Data entries:
○ ○ ○ ○ ○

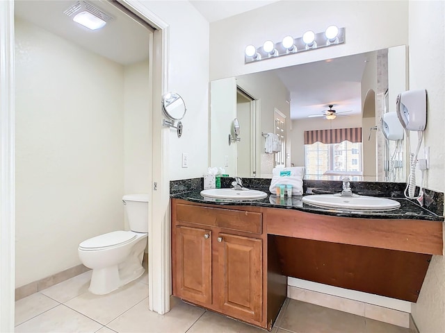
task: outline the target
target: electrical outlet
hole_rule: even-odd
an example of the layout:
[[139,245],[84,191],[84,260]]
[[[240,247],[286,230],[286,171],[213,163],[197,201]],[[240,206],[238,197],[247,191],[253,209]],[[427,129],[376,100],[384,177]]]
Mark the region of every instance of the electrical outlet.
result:
[[425,147],[423,148],[423,157],[425,157],[425,168],[426,169],[430,169],[430,147]]
[[188,167],[188,154],[186,153],[182,153],[182,167],[183,168]]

○ ○ ○ ○ ○

--- WHAT TO DO ---
Print every line of the entries above word for word, but leave out the pictures.

--- FINISHED EXERCISE ---
task: outline the target
target: electrical outlet
hole_rule: even-odd
an example of the layout:
[[139,245],[84,191],[84,260]]
[[[240,247],[286,230],[286,171],[213,163],[197,201]],[[240,206],[238,197],[247,191],[253,209]],[[427,129],[376,100],[384,177]]]
Mark the region of every instance of the electrical outlet.
result:
[[425,147],[423,148],[423,157],[425,157],[425,168],[426,169],[430,169],[430,147]]
[[188,167],[188,154],[186,153],[182,153],[182,167],[183,168]]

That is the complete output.